* Task
Please rewrite these records with every "lavender sprig print" switched to "lavender sprig pattern", leaving all else unchanged.

* Records shown
:::

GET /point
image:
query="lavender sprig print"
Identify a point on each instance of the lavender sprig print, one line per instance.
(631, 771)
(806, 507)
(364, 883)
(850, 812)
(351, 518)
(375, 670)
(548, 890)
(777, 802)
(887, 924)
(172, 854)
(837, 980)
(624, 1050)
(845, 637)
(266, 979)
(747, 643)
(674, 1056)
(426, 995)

:::

* Completed task
GET /point
image:
query="lavender sprig pattern"
Identify a point on each instance of the lavender sprig pattern, one line per instance.
(631, 771)
(806, 507)
(364, 883)
(850, 812)
(351, 518)
(375, 670)
(548, 890)
(777, 802)
(887, 924)
(172, 854)
(837, 980)
(624, 1050)
(845, 637)
(266, 979)
(747, 643)
(674, 1056)
(426, 995)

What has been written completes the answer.